» **Records to use**:
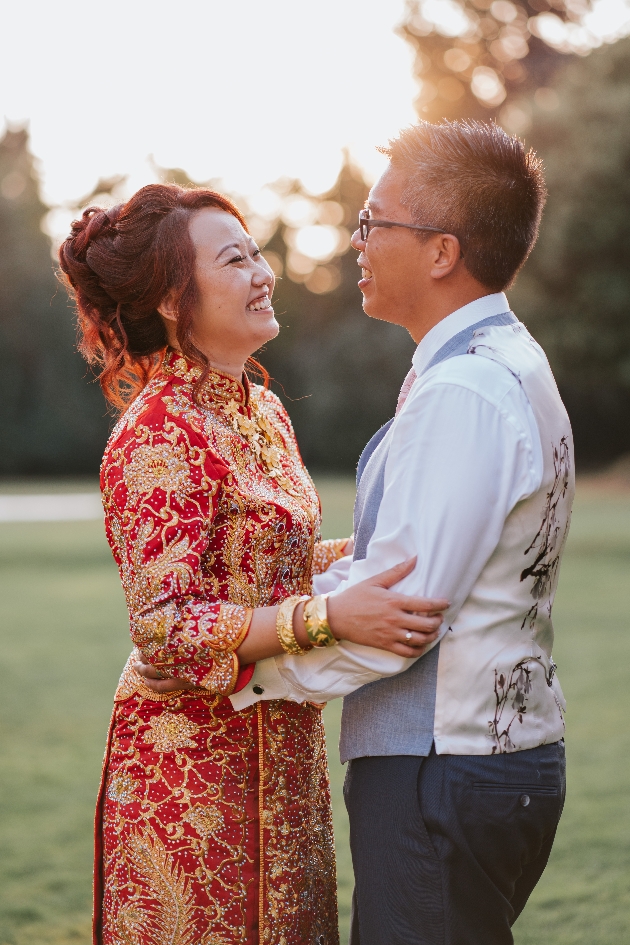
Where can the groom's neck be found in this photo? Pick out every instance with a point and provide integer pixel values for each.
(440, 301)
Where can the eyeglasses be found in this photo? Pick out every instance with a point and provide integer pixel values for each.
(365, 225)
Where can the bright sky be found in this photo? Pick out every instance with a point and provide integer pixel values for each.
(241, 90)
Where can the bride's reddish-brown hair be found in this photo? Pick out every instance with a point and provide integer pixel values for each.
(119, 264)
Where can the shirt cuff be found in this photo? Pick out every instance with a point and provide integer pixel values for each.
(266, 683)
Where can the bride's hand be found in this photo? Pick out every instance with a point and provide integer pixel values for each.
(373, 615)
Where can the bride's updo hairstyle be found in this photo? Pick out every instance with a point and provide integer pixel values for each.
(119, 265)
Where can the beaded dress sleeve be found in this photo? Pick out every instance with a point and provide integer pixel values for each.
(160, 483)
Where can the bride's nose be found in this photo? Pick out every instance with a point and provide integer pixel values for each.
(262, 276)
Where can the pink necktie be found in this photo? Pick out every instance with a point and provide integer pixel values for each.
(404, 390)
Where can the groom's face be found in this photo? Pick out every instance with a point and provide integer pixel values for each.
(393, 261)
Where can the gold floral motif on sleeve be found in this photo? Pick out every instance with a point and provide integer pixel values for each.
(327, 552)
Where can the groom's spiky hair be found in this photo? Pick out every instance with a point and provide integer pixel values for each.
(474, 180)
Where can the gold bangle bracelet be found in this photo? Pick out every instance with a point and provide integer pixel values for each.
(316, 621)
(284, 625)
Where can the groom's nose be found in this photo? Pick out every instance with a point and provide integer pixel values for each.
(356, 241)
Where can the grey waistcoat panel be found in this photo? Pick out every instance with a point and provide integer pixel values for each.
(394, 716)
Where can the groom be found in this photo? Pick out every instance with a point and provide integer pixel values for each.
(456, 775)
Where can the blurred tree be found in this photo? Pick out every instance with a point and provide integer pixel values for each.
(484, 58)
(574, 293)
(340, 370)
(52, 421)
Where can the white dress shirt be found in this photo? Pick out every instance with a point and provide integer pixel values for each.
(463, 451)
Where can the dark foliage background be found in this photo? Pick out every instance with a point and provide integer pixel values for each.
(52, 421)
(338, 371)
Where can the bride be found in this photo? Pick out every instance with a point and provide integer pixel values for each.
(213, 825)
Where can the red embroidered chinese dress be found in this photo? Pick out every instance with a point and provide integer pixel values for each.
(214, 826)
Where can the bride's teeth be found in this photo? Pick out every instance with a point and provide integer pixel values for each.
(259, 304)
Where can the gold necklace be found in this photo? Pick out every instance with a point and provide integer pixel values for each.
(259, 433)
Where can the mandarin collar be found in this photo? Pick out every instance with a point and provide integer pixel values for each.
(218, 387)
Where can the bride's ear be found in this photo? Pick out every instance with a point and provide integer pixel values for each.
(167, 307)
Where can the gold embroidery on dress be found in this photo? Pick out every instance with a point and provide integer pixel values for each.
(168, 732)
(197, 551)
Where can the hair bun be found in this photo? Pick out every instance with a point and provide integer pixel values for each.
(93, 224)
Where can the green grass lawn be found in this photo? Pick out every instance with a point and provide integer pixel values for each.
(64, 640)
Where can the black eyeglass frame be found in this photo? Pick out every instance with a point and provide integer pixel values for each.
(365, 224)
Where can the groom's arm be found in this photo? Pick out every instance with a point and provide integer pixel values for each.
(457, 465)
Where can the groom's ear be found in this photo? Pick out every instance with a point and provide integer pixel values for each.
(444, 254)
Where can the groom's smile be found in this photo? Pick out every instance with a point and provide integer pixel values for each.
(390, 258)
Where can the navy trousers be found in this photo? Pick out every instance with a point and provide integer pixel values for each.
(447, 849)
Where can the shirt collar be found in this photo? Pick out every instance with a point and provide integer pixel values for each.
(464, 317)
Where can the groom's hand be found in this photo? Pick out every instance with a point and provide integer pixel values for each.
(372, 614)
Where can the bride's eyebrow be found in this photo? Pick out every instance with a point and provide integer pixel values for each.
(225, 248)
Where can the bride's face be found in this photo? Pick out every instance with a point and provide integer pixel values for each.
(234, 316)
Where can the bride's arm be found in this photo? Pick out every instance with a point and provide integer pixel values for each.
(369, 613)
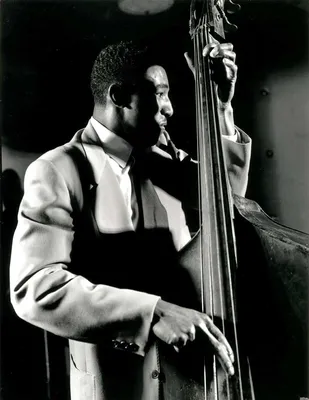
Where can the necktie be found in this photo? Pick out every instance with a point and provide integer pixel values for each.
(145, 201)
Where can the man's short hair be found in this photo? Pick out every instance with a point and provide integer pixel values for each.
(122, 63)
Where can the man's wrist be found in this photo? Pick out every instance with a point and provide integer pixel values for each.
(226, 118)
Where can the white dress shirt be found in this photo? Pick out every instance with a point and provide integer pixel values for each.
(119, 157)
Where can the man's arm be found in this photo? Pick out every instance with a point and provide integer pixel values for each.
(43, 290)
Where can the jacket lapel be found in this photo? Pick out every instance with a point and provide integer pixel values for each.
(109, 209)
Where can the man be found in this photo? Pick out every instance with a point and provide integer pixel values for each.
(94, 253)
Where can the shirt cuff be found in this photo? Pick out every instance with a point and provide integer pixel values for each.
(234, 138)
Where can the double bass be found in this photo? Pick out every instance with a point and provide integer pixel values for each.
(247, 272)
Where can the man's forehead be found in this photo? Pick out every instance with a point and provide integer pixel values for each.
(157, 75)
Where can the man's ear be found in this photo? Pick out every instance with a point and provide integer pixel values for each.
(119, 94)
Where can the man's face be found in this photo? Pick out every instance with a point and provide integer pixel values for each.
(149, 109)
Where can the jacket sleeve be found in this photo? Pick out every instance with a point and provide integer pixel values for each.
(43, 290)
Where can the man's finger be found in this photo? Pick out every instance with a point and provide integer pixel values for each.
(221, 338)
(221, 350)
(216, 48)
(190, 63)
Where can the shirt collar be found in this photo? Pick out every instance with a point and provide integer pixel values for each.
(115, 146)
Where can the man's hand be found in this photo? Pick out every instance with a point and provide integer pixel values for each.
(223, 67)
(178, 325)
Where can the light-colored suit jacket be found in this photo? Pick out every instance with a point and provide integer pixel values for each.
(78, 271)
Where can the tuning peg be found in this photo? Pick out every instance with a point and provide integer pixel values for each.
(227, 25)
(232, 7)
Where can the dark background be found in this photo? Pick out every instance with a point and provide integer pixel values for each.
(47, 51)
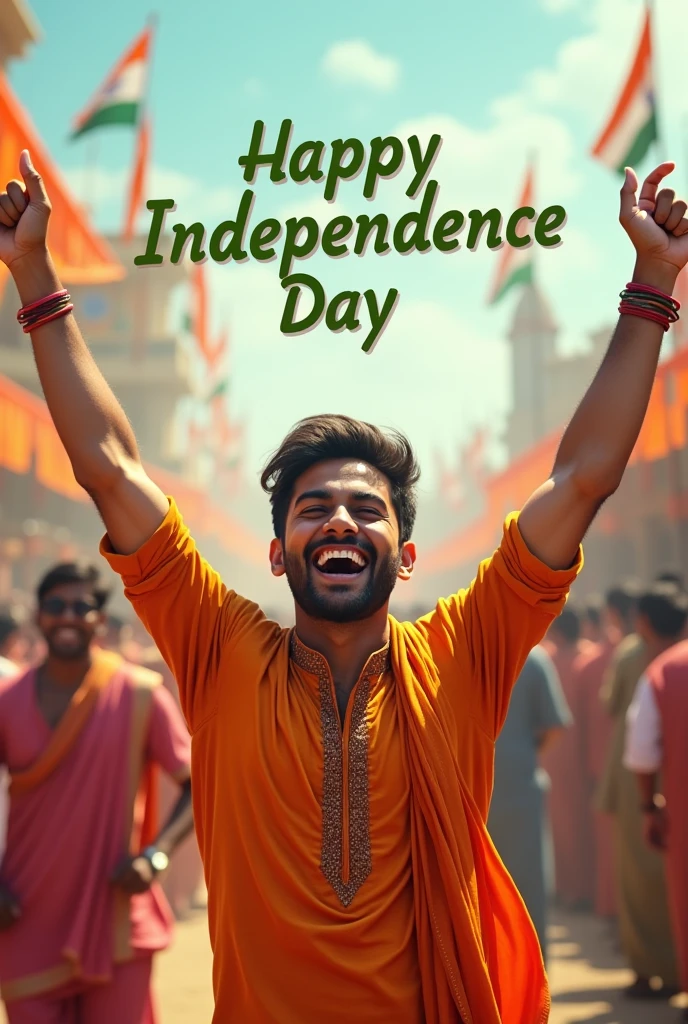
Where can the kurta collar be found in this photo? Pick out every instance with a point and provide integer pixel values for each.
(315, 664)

» **Stated goal**: Copy out all of the material above, switching every "photo" to "image" and leaving everything else unchanged. Leave out the pictures.

» **Exercise response**:
Where can the groom's neck be found in this image? Pick out every instance with a point and provide integer pixel values for each.
(440, 301)
Where can the eyeglasses be found in this image? Pick out every instance with a point and provide integer pixel values for each.
(365, 225)
Where can the bright sky be found in this image? Pick out every instance with a point and provide integer pixel values for each.
(241, 90)
Where can the bride's reddish-brown hair be found in this image? Pick out every instance with a point and provide integer pixel values for each.
(119, 264)
Where can the shirt cuff be found in this image? Pick out every instance with a point and provide integer pixel values for each.
(266, 683)
Where can the bride's hand be found in this image? Pick out every instance with a point and provide integer pixel values for each.
(373, 615)
Where can the bride's updo hairstyle be found in this image? Pick out every instance with a point and provide integer pixel values for each.
(119, 265)
Where can the beaded dress sleeve be found in this image? Pick out every instance with a point and provide integer pixel values for each.
(160, 483)
Where can the bride's nose be found in this image? Pick out every instance with a point and provide integer pixel values for each.
(262, 276)
Where can the pink necktie be found in this image? Pick out every instance with a point and provide integer pixel values for each.
(404, 390)
Where can the groom's face be found in this image? Pick out every instance with a point and provide integer pixel values for each.
(393, 261)
Where can the gold floral motif on sleeve be found in this image? Pick out every instance with a point and provide integer pixel values for each.
(327, 552)
Where can the groom's spiky hair be found in this image? Pick out every instance with a point and provide integer pixel values for each.
(474, 180)
Where can the gold bangle bracelet be found in this image? Pick out every instance with a point and provide integer pixel values for each.
(316, 621)
(284, 625)
Where can the groom's nose be found in this image? Pick out every instance with a point and provide integer pixel values for each.
(356, 241)
Where can the grey waistcoat panel be found in this image? Pick out every instance with a point and provide integer pixel values for each.
(394, 716)
Where can the groom be found in this image? Pick out every instance with a point and provide integer pixel values for each.
(456, 775)
Where can the blurred tree be found in this image? Pick out every instance with a point and provide integer pixel values for each.
(484, 58)
(574, 293)
(340, 370)
(52, 421)
Where can the white dress shirt be found in this image? Pick out every instance with a point and provide integer pixel values for each.
(463, 451)
Where can the dark foliage background be found in this image? Pick out every instance with a point and provide integer pixel values for each.
(52, 421)
(338, 371)
Where can the bride be found in this image? Pick out every instance with a point and provide integer pixel values for each.
(213, 825)
Where can the red embroidered chinese dress be found in this image? Pick out every instance with a point and provide integer pixel values for each.
(214, 826)
Where can the bride's teeth be found in this image? Pick out every instance with a point and provide integer pixel values for each.
(259, 304)
Where can the gold necklace be found in this image? Pick out every instance with a point and provide integer pixel values for each.
(259, 433)
Where can the mandarin collar be found in this image? Pick out every instance with a point and provide integer pixel values for each.
(218, 387)
Where can the bride's ear be found in this image? Pick out every instance with a point and provide integer pixel values for each.
(167, 307)
Where can the gold embroidery on dress be found in this image? Pick out every instance with a point and provide integer pixel values for each.
(168, 732)
(197, 551)
Where can the hair bun be found in this image? Pick out every instance with a point and provide integer pixel values for each.
(93, 224)
Where can the green grass lawn be found in this image? Pick out every instance with a point and provide integer pixel values for each.
(64, 640)
Where can the black eyeglass frame be found in this image? Pick out every instance with a point and provide integer pixel values for each.
(365, 224)
Where can the groom's arm be found in this image? Pick out every instance with a point and provide integer pixel values for each.
(457, 465)
Where can the groom's ear be found in this image? Pick out every instance with a point and provide integer pixel values for each.
(444, 254)
Where can the groom's smile be found in this image? Pick out every instance with a point and provide integer pixel values for each.
(390, 258)
Where can the navy trousers be found in this image? Pick out every instance with a point and provide integer pixel values for each.
(447, 849)
Where can the shirt collar be found in this image? Pick out every instance with a point and provide integer pixel values for each.
(464, 317)
Where can the groom's hand be found in this image? Pick out every instance with a point and provide integer pixel values for each.
(372, 614)
Where can the bride's eyebrow be found in this image? Pick out every instance with a point and provide integer pixel values for each.
(225, 248)
Where can the bride's face be found in this image? Pick out every instance with a point and provide integer pixel values for each.
(234, 316)
Where can the bride's arm be found in this image? Pick out every instance with a point and provide integer pixel values for each.
(369, 613)
Where can the necktie be found in this image? Pick out every instance with a point and provide integer pixel values for each.
(145, 201)
Where can the man's short hair be found in this image? Pick out every instance with a point and provide integer pixel values for each.
(122, 63)
Where can the man's wrist be found in this image? Pick out every instance with a point and provide integer pixel values for each.
(226, 118)
Where can the white dress shirt be found in this image? Pick out every instance with a point and provide integer pixel values for each.
(119, 157)
Where can the man's arm be found in this image? Pick out every instance with a point and provide integer pixel values for each.
(43, 290)
Where can the jacket lapel be found in this image? Pick out every instance with a point and provide integer pixel values for each.
(109, 209)
Where can the man be found in this image? Pick out every instance with a point and provide integer pixel values for each.
(94, 253)
Where can the shirt cuff be found in this image? Pick out every instance with a point and provide integer pixel values for each.
(234, 138)
Where can the double bass be found in this image? Pick out every instance with a point and provide integer pixel values for each.
(247, 272)
Where can the man's forehead be found in this image? Pick out every instance with a point and provide integer pixel values for each.
(157, 75)
Where can the man's ear be found in this image? Pick out every instance with a point and provide integer pixel values for each.
(119, 94)
Where can the man's face be found in this image? Pick out every instance with a point and provide integer pixel values for each.
(149, 109)
Where can the jacket sleeve be found in this image? Pick out every instance with a point and provide integer pixel values for each.
(43, 290)
Where can the man's finger be found in this image? Pick out every instance with a point and provide integer pixel values for each.
(221, 338)
(221, 350)
(216, 48)
(190, 63)
Where can the shirt collar be found in this image? Pick out every instance with a point and provide integer pixel values for each.
(115, 146)
Where can the man's hand be found in this image? Pick out every instance with a point and provide integer pixel values for each.
(223, 67)
(178, 325)
Where can the light-colored suit jacket be found in this image? Pick out every instance with a point and provide integer pixel values for each.
(78, 271)
Where can the tuning peg be found in this image? Pick out every instance with a point and provide integer pixel values for each.
(227, 25)
(232, 7)
Where can the dark background be found in this image? Pick out every instance with a point and provide integer pixel values for each.
(47, 51)
Where can the kurta collar be found in this image? Pick out every instance with a point and provide integer pixel values for each.
(315, 664)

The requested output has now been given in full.